MATERIAL FOR THIS TASK

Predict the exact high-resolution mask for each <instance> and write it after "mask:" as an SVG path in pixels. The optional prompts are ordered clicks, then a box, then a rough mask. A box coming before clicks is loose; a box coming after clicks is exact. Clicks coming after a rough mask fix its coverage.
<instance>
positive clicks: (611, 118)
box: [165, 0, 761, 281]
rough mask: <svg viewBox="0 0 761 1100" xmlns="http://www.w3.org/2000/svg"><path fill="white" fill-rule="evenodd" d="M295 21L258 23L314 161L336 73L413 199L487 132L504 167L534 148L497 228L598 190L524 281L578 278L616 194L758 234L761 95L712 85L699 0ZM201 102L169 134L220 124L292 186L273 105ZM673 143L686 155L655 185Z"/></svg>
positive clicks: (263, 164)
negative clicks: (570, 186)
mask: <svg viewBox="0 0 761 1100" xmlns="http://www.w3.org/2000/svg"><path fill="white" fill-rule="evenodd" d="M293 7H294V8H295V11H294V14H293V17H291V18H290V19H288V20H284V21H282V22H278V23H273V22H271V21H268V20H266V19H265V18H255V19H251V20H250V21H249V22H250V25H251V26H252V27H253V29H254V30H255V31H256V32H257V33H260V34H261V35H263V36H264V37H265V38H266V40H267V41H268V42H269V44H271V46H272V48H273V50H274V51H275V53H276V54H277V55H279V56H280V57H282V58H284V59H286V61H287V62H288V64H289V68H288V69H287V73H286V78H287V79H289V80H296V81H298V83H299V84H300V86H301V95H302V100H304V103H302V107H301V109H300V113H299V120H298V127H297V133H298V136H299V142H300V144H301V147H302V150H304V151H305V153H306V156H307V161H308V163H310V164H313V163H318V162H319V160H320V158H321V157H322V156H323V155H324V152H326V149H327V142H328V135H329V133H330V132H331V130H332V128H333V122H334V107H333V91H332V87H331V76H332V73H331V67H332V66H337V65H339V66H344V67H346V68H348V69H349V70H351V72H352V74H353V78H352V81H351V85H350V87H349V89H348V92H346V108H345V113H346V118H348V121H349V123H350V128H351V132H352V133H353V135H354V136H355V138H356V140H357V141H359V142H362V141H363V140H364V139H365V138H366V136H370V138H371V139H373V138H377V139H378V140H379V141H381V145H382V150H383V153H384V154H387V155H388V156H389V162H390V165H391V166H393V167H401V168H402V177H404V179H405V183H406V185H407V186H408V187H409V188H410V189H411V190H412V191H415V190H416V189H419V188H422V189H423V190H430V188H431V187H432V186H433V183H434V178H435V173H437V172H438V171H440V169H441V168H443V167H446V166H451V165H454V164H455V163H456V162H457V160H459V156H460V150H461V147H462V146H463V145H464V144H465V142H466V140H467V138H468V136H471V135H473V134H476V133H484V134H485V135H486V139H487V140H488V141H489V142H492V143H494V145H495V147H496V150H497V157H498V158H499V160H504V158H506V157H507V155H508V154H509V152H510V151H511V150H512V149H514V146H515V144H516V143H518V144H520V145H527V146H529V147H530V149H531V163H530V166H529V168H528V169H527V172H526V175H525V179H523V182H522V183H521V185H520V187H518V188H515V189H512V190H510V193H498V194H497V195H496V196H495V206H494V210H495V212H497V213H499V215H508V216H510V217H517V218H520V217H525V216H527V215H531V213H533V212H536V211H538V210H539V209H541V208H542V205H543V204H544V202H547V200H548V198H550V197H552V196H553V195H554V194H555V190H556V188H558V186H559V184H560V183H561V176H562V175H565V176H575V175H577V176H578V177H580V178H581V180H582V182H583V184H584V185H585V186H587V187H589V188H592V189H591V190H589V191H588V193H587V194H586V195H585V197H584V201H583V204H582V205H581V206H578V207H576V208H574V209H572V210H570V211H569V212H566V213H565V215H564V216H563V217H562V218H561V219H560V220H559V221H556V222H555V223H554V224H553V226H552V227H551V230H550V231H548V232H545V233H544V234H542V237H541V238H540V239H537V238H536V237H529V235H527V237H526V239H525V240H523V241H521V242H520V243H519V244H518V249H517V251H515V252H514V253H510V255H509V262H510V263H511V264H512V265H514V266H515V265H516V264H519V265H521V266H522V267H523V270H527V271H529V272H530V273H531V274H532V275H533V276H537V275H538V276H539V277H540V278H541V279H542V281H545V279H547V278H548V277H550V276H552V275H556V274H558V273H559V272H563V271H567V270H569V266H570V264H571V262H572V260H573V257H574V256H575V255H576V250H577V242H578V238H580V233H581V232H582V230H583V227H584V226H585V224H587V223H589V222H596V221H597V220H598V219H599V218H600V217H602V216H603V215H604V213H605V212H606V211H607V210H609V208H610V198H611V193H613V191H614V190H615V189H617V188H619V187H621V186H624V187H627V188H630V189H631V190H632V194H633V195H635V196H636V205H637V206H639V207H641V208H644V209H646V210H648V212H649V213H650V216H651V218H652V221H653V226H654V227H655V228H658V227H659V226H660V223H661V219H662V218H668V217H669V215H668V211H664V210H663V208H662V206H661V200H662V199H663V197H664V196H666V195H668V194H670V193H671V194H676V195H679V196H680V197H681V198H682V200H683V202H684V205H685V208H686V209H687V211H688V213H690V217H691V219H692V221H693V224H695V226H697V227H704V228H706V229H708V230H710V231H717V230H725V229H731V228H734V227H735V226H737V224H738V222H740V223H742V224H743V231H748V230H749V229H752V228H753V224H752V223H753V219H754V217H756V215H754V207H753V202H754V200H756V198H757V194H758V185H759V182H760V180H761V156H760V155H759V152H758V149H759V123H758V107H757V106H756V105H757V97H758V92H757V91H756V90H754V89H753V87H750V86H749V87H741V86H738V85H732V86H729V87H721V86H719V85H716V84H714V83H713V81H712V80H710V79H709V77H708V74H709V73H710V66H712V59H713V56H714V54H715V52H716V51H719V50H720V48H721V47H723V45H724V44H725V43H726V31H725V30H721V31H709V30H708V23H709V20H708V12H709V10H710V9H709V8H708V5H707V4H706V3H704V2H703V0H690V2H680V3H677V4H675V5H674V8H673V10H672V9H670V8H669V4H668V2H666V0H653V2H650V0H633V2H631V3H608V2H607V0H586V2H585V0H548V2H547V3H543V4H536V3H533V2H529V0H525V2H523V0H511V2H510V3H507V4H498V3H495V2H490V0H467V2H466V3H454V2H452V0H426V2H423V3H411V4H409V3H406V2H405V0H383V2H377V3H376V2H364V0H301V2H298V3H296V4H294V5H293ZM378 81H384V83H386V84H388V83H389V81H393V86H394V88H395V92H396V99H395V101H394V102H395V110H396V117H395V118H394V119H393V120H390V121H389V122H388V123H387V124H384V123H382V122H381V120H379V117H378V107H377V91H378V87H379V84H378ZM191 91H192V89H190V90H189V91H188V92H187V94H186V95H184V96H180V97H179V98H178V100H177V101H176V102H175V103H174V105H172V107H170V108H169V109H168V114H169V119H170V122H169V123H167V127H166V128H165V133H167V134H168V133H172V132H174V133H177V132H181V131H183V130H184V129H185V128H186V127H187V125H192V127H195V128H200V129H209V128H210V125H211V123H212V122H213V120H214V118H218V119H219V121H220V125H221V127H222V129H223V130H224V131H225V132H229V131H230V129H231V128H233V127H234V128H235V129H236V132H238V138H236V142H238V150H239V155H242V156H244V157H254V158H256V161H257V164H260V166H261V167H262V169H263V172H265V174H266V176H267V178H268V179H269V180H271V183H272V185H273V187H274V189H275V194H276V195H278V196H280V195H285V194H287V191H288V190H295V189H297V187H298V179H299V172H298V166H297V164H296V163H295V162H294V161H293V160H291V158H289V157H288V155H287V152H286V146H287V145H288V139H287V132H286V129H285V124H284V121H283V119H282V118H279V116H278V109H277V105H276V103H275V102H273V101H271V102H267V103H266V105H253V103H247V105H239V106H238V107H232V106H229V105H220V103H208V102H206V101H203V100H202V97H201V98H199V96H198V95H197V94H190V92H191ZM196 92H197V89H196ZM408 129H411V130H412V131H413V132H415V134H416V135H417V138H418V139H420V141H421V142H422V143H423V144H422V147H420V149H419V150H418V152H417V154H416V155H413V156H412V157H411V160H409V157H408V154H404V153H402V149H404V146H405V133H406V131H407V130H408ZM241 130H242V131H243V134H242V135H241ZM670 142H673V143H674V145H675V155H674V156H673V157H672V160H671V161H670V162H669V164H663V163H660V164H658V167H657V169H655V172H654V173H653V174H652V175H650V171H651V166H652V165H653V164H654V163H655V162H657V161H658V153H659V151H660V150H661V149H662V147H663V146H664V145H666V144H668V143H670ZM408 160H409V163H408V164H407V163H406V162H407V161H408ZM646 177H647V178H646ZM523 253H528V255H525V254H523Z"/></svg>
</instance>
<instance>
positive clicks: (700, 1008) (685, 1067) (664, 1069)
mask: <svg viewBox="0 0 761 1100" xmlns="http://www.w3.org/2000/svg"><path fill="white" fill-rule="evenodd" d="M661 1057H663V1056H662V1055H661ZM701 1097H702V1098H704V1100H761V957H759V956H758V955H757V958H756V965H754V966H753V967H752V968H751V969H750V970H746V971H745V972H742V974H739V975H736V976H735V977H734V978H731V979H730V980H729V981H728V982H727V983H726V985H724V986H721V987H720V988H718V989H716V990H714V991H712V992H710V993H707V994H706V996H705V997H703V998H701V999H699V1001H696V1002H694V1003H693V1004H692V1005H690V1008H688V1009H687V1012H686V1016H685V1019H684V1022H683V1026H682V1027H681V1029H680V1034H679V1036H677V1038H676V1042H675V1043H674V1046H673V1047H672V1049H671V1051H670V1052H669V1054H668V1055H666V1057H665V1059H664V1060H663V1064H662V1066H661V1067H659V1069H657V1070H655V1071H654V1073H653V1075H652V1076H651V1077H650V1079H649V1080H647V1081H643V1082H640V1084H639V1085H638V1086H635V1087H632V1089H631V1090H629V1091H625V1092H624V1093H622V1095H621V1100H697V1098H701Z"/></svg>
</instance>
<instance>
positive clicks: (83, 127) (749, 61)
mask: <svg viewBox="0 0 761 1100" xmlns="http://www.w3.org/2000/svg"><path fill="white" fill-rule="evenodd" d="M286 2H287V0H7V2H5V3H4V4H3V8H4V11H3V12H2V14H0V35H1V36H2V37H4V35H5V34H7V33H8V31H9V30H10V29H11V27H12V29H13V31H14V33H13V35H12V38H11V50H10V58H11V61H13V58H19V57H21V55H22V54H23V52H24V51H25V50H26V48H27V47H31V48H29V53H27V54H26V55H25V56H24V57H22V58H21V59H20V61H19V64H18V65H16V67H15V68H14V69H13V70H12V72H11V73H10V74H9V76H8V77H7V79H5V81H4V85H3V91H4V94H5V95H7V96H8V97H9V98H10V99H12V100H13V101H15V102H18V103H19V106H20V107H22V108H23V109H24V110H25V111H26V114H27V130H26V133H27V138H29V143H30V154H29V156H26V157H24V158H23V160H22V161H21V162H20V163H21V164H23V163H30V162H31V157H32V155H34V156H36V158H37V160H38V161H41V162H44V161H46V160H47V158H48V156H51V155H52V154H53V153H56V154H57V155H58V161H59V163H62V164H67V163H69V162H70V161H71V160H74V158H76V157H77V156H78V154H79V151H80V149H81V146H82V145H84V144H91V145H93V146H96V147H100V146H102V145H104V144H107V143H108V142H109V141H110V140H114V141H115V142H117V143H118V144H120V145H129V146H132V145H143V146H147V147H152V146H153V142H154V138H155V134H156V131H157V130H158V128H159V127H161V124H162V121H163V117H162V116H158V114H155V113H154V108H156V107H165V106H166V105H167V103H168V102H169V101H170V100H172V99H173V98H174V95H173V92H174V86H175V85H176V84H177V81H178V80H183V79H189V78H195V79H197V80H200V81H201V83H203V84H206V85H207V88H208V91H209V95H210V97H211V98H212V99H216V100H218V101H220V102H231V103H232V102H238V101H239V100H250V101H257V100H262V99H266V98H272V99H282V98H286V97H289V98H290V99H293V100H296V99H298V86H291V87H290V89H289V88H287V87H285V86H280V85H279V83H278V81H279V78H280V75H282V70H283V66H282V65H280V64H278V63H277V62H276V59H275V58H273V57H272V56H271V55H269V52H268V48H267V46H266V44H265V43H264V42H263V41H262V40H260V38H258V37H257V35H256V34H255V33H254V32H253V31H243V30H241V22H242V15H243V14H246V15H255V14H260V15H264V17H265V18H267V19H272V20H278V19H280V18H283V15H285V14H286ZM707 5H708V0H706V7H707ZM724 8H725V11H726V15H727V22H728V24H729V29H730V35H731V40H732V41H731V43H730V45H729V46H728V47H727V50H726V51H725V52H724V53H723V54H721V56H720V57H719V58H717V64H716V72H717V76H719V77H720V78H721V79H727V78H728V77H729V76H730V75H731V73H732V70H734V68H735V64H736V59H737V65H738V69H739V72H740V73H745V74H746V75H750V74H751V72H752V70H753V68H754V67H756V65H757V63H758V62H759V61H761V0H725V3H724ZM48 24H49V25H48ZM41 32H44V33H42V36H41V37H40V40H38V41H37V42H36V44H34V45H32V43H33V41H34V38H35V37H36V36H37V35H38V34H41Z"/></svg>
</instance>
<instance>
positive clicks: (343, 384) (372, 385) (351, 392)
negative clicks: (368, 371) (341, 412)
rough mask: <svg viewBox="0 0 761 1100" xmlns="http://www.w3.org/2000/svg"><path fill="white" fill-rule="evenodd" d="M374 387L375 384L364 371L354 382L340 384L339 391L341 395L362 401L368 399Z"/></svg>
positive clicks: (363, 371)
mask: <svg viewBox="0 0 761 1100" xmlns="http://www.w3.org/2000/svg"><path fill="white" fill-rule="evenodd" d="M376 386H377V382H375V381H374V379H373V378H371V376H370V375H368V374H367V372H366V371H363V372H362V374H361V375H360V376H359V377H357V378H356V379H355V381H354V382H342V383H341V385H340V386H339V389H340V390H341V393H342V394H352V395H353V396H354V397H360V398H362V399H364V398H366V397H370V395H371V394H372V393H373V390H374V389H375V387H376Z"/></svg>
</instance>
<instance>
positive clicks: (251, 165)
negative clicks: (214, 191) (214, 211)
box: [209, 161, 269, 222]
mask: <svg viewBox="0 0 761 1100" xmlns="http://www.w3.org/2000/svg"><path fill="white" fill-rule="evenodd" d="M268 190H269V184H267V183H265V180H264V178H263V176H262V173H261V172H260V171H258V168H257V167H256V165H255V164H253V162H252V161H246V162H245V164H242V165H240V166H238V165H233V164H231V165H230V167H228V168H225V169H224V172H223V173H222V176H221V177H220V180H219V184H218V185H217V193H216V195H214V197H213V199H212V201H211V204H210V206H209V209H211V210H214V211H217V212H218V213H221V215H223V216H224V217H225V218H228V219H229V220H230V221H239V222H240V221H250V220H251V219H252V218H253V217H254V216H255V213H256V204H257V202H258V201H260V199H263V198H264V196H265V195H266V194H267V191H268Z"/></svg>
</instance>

YOUR OBJECTIVE
Please write out the material again verbatim, starting from its first line and ending with the line that contains "box: [165, 0, 761, 281]", including both of those lines.

RESPONSE BELOW
Predict the exact high-resolution mask for each <instance> and write it after "mask:" as an SVG path in pixels. The optional prompts are ordered clicks, then a box, then a rough mask. A box coming before clicks is loose; a box coming after clicks is exact. Clicks coming after a rough mask fix its coverage.
<instance>
positive clicks: (611, 118)
box: [165, 0, 761, 281]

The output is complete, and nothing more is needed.